Records taken from a data source:
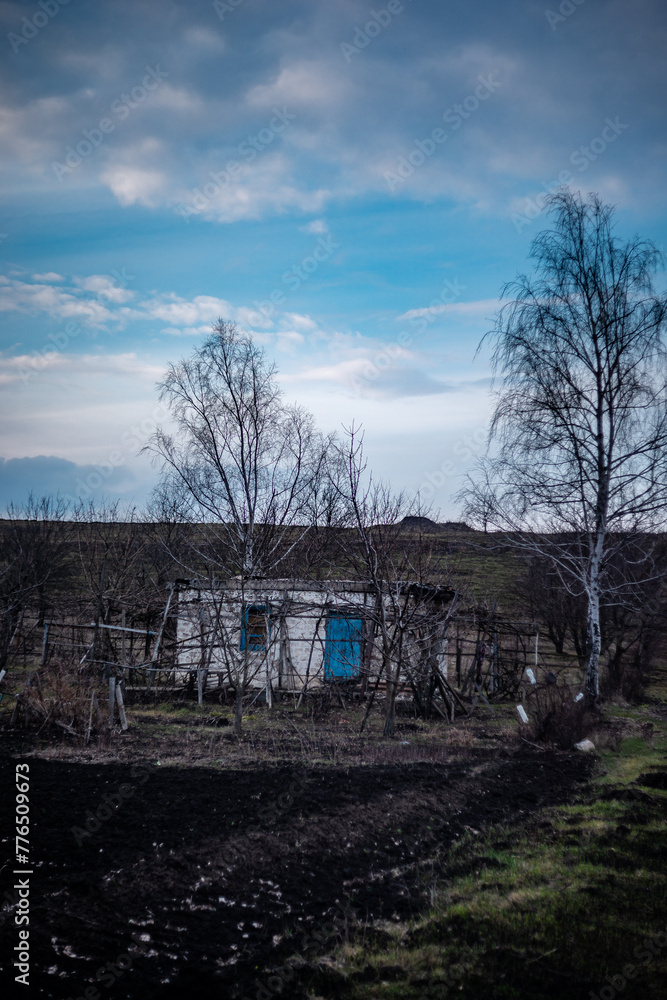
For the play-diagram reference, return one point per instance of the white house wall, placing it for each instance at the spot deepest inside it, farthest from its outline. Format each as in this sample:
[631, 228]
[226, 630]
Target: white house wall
[295, 653]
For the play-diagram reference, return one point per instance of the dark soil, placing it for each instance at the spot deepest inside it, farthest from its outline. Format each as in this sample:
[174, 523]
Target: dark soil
[222, 876]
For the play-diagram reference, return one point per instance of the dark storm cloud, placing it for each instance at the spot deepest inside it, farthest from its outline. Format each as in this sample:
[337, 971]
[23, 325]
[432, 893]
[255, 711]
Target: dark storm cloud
[364, 94]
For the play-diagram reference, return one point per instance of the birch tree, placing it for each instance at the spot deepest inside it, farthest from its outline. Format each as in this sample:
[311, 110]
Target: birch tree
[579, 430]
[239, 466]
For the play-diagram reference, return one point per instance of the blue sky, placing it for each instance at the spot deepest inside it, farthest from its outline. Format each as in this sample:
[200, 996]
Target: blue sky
[352, 183]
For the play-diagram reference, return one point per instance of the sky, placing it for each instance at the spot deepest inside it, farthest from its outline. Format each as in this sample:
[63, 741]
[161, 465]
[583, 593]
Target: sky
[353, 184]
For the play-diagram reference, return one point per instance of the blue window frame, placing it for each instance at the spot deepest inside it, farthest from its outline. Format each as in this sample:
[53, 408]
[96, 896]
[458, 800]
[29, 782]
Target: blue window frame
[342, 647]
[256, 627]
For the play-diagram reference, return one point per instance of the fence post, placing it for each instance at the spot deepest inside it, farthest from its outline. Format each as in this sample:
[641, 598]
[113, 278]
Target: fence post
[112, 700]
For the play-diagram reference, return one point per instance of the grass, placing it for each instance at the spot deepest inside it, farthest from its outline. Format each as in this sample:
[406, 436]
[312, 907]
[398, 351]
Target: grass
[547, 911]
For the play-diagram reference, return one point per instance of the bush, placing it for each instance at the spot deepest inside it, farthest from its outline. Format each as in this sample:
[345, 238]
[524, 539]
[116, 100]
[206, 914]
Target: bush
[556, 718]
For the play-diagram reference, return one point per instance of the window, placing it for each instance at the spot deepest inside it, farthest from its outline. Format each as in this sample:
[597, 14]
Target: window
[342, 648]
[256, 627]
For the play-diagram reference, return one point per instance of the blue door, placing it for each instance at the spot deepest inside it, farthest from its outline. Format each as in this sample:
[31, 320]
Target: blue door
[342, 648]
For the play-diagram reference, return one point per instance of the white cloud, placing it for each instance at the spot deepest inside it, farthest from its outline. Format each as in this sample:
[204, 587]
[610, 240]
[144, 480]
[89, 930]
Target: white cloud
[481, 307]
[317, 227]
[105, 287]
[135, 185]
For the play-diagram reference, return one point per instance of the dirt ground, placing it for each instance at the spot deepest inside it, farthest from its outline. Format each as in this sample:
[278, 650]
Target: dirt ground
[214, 866]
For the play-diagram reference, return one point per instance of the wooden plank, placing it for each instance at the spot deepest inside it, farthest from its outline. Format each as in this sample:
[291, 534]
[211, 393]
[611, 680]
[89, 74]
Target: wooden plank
[112, 700]
[121, 707]
[90, 717]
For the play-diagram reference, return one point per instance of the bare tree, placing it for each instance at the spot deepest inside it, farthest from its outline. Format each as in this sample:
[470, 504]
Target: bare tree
[242, 468]
[580, 423]
[399, 564]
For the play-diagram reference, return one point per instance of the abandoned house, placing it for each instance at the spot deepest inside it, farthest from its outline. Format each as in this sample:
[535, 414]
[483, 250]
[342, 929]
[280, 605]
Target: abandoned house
[289, 635]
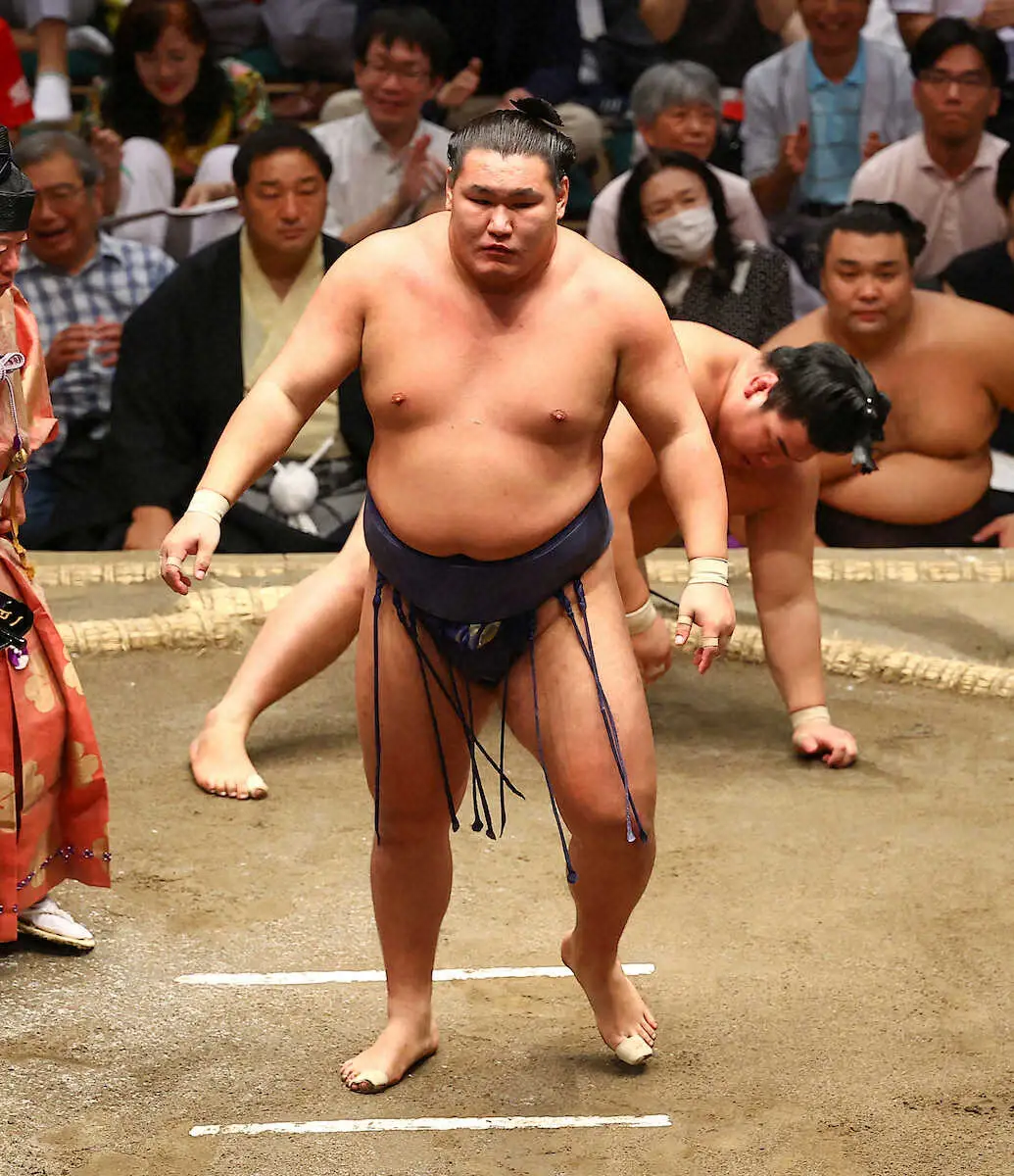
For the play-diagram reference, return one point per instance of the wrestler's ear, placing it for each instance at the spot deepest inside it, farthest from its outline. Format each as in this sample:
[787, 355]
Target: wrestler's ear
[760, 386]
[562, 197]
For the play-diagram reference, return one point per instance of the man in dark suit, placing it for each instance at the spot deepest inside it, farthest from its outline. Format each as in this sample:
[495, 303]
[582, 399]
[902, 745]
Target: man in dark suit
[193, 348]
[505, 50]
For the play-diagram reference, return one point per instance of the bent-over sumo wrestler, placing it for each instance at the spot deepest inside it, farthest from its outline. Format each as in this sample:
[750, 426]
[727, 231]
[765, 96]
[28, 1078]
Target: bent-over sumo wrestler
[948, 368]
[767, 427]
[771, 416]
[53, 801]
[493, 347]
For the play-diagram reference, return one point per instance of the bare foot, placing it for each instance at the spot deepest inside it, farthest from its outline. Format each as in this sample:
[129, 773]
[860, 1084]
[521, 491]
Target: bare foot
[619, 1009]
[402, 1045]
[220, 763]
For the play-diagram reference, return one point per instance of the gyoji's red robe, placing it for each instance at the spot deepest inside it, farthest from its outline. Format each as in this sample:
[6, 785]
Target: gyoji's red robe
[53, 799]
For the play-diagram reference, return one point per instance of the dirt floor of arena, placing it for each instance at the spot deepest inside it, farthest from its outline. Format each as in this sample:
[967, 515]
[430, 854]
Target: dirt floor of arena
[833, 951]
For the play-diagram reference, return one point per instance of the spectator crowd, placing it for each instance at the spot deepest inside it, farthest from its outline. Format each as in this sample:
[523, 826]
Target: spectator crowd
[784, 171]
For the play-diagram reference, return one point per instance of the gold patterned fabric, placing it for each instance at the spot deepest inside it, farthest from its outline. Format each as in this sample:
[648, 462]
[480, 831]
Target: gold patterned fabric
[53, 795]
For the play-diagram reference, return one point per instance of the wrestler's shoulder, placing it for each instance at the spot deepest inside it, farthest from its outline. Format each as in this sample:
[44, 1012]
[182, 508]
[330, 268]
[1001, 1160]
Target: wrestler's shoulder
[394, 248]
[787, 491]
[961, 321]
[598, 273]
[810, 328]
[701, 341]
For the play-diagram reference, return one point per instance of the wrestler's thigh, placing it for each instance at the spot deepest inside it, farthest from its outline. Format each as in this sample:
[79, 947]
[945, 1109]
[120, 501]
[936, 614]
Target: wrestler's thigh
[411, 780]
[579, 757]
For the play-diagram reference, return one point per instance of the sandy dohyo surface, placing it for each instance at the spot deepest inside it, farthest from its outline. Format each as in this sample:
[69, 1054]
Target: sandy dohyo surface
[833, 951]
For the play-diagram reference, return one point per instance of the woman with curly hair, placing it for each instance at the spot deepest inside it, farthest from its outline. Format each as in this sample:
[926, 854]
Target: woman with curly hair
[166, 109]
[674, 230]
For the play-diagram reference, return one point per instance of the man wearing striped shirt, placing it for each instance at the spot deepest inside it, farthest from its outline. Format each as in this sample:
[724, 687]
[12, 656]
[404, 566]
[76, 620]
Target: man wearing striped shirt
[81, 285]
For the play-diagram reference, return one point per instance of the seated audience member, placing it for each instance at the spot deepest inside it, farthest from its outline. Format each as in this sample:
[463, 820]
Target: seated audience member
[677, 106]
[203, 339]
[813, 113]
[58, 26]
[169, 107]
[312, 35]
[674, 230]
[82, 285]
[509, 48]
[947, 368]
[387, 160]
[945, 174]
[987, 275]
[16, 97]
[916, 16]
[617, 48]
[728, 36]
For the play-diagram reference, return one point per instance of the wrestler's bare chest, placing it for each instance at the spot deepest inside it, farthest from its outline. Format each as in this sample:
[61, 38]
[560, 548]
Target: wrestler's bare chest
[535, 368]
[938, 405]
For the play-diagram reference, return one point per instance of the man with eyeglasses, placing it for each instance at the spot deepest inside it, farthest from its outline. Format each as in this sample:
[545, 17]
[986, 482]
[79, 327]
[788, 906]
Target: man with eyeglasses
[82, 285]
[944, 175]
[388, 162]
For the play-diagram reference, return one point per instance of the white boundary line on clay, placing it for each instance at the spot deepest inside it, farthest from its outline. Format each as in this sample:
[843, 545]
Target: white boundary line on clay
[511, 1123]
[256, 979]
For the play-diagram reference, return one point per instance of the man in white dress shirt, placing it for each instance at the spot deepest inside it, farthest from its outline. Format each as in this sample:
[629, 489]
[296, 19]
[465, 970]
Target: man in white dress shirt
[945, 174]
[390, 163]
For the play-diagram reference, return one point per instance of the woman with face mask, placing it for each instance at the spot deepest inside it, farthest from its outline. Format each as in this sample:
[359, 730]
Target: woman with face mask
[674, 230]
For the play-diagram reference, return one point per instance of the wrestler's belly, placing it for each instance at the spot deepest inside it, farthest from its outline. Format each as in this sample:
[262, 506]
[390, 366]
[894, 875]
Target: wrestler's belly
[913, 489]
[508, 501]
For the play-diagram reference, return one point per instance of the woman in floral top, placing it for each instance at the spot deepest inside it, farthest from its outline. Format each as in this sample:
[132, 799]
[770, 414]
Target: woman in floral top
[168, 106]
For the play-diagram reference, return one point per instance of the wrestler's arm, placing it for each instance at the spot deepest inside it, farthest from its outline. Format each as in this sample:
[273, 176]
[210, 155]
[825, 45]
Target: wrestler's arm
[652, 382]
[322, 350]
[997, 350]
[628, 468]
[780, 542]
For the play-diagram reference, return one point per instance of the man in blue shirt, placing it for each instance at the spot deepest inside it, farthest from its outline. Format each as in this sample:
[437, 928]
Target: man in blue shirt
[814, 113]
[81, 285]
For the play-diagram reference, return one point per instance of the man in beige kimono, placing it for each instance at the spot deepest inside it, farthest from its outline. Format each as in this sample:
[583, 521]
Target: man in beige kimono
[223, 317]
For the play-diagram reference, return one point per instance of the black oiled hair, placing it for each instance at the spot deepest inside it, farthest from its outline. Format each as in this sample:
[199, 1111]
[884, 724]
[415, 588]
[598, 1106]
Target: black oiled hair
[531, 128]
[273, 138]
[637, 247]
[872, 218]
[833, 394]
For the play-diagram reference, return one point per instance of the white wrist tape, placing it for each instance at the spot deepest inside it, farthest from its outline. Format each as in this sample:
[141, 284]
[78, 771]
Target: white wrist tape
[707, 569]
[643, 617]
[808, 715]
[210, 503]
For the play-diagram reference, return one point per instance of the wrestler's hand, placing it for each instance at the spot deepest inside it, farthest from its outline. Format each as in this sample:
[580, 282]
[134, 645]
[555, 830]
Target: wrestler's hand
[195, 534]
[834, 745]
[710, 607]
[652, 648]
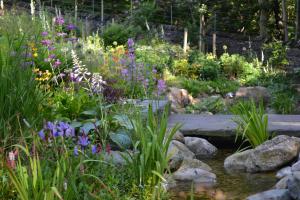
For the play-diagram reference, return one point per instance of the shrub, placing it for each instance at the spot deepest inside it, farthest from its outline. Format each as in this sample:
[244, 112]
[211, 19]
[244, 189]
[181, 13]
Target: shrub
[211, 104]
[236, 67]
[252, 123]
[118, 33]
[276, 54]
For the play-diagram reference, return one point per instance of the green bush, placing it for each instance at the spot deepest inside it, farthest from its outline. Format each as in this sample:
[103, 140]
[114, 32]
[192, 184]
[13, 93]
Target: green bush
[236, 67]
[220, 86]
[252, 123]
[276, 54]
[213, 104]
[119, 33]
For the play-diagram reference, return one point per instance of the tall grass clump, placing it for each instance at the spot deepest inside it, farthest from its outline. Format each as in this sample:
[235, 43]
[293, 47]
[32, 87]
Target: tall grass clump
[252, 123]
[152, 140]
[19, 94]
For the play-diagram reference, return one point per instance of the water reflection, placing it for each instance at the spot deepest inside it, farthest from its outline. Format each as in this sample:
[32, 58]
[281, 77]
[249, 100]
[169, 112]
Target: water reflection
[229, 186]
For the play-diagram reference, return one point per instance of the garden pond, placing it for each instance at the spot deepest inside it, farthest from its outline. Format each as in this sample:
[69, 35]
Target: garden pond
[229, 186]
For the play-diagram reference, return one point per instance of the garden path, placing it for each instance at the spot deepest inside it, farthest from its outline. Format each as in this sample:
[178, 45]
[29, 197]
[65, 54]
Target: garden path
[222, 126]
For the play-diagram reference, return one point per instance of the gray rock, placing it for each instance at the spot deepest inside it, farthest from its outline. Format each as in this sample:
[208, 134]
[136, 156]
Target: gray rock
[179, 98]
[195, 175]
[177, 152]
[116, 157]
[194, 163]
[269, 156]
[255, 93]
[200, 147]
[271, 195]
[237, 161]
[179, 137]
[296, 167]
[284, 172]
[293, 185]
[282, 184]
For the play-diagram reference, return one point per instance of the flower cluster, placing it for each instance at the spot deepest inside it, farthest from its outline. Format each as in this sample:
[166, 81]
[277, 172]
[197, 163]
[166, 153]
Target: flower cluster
[80, 74]
[51, 130]
[64, 130]
[42, 75]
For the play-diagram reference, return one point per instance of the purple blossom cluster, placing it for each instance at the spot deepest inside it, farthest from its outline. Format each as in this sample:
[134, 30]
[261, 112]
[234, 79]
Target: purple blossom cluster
[53, 130]
[139, 73]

BRIEF: Copy the stretch of the listing from the line containing "of the flower" through the end of the listing, reproducing each line unchanged.

CORRECT RESULT:
For the play-diagram reference, return one point per instance of the flower cluster, placing it for each instance at the spot deepest inside it, farthest from its outline. Format each as in this sample:
[166, 81]
[277, 172]
[197, 163]
[166, 153]
Target: flower cluster
[80, 74]
[51, 130]
[64, 130]
[42, 75]
For the play-diagram reference, return one point per instance of the purple blossom cluster, placing it for each instance at the spot deepest inside it, farthest from its outline. Format each as in this sample:
[134, 30]
[261, 112]
[234, 79]
Target: purple blossom cluster
[53, 130]
[139, 73]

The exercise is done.